— Start The records —

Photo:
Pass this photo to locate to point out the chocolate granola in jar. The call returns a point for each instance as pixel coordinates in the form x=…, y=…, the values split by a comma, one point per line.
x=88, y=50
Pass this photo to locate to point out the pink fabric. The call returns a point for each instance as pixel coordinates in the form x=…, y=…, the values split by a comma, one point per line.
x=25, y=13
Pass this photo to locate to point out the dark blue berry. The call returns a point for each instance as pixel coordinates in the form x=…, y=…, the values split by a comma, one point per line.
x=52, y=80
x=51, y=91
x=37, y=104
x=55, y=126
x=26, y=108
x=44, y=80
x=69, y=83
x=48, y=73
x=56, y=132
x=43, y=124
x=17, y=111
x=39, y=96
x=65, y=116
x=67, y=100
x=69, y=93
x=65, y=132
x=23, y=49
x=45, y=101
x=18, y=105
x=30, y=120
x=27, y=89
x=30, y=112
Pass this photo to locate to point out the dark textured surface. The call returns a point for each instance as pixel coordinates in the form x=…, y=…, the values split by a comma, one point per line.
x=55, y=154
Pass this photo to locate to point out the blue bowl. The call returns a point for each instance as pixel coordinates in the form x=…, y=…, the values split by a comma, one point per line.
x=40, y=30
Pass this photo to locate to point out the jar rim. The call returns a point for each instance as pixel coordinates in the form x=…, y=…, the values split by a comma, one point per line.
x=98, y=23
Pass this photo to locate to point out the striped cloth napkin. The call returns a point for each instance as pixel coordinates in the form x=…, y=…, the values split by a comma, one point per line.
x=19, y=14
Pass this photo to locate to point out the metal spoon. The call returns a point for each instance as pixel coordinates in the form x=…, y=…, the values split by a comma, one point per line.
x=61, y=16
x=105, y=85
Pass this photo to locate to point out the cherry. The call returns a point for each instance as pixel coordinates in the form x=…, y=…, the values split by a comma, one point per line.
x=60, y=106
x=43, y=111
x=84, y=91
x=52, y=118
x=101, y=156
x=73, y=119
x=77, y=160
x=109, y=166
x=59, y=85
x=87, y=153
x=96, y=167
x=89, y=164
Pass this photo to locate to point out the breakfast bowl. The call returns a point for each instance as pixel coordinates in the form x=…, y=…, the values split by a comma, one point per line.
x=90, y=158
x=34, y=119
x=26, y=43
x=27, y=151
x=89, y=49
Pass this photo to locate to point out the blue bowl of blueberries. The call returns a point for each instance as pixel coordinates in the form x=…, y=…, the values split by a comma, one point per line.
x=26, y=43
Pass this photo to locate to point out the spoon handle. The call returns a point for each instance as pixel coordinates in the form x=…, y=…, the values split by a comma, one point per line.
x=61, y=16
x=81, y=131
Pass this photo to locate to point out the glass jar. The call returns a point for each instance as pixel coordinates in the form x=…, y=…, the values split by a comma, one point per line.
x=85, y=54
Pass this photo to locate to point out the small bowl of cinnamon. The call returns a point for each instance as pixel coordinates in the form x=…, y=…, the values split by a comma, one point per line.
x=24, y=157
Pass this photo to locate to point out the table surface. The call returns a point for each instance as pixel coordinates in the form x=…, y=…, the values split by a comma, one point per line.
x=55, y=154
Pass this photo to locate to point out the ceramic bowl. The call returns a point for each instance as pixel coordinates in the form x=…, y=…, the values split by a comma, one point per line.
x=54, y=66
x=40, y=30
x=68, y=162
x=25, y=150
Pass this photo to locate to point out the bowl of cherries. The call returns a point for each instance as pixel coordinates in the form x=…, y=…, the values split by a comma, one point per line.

— End The records —

### Goal
Rewrite the records with "split by a comma" changed to "separated by a comma" wherever it occurs, keeping everything else the same.

### Solved problem
Photo:
Pass this photo to locate to point out the chocolate granola in jar. The call returns a point for each instance as pixel coordinates in the form x=…, y=…, the values separated by a comma, one point per line.
x=88, y=50
Pass this photo to locate to point out the pink fabric. The call returns a point for each instance as pixel coordinates in the form x=…, y=…, the values separated by a comma, one point per line.
x=25, y=13
Pass this photo to locate to point out the dark blue berry. The call returns a point for each instance as pixel coordinates in the form x=…, y=…, the values separated by a comma, one point per line.
x=52, y=80
x=51, y=91
x=37, y=104
x=55, y=126
x=26, y=108
x=44, y=80
x=69, y=83
x=48, y=73
x=56, y=132
x=43, y=124
x=17, y=111
x=39, y=96
x=65, y=116
x=67, y=100
x=69, y=93
x=65, y=132
x=23, y=49
x=45, y=101
x=18, y=105
x=30, y=120
x=27, y=89
x=30, y=112
Pass this photo to locate to point out the dark textured surface. The call returns a point for each instance as pixel coordinates in the form x=…, y=…, the values separated by a comma, one point per line.
x=55, y=154
Pass this photo to locate to point out the blue bowl. The call returns a point for each instance as pixel coordinates in the form x=…, y=…, the values separated by a comma, one point per line.
x=40, y=30
Pass this photo to locate to point out the jar rim. The call returns a point for each instance as pixel coordinates in the form x=…, y=…, the values separated by a comma, one point per line.
x=98, y=23
Pass this photo to locate to point out the striped cloth napkin. The call returns a point for each instance as pixel coordinates in the form x=…, y=…, the values separated by a comma, one point per line.
x=19, y=14
Pass this photo to locate to point out the metal spoon. The call returns a point for each instance as pixel coordinates in the form x=…, y=…, the values separated by a comma, one point per line.
x=61, y=16
x=105, y=85
Pass this photo to locate to point out the cherry. The call returns a point for each instance as pixel coordinates in the form x=…, y=…, the values separated by a comma, one point per line.
x=60, y=106
x=43, y=111
x=84, y=91
x=52, y=118
x=101, y=156
x=73, y=119
x=77, y=160
x=109, y=166
x=59, y=85
x=87, y=153
x=96, y=167
x=89, y=164
Pass this photo to locate to point out the breakfast bowl. The call returns a point for each instance as pixel coordinates in the form x=…, y=…, the values separated by a comma, one point per line.
x=90, y=158
x=34, y=119
x=26, y=43
x=27, y=151
x=89, y=49
Pass this photo to locate to point out the blue bowl of blueberries. The call returns a point for each instance as pixel coordinates in the form x=…, y=…, the values separated by a comma, one point per line.
x=26, y=43
Pass this photo to locate to point out the spoon handle. The call returns a point for each instance as pixel coordinates in the form x=…, y=…, the values separated by a comma, one point per line.
x=61, y=16
x=81, y=131
Pass this photo to locate to point out the glass jar. The call returns a point for each instance as pixel coordinates in the form x=…, y=…, the values separated by a comma, one point per line.
x=85, y=54
Pass this photo to locate to point out the small bowl of cinnamon. The call returns a point for each instance as pixel coordinates in the form x=…, y=…, the values separated by a comma, one point per line.
x=24, y=157
Pass this photo to locate to point out the table surface. The call returns a point for each instance as pixel coordinates in the form x=…, y=…, the values separated by a comma, one point per line.
x=55, y=154
Pass this photo to locate to point out the ceramic bowl. The call returns a point for each instance as pixel coordinates in the form x=…, y=…, the values separated by a comma, one point per line.
x=54, y=66
x=40, y=30
x=68, y=162
x=25, y=150
Pass this photo to locate to point out the bowl of cherries. The call returns a point for each instance as pixel coordinates in the form x=…, y=…, the values separated by a comma, one point per line.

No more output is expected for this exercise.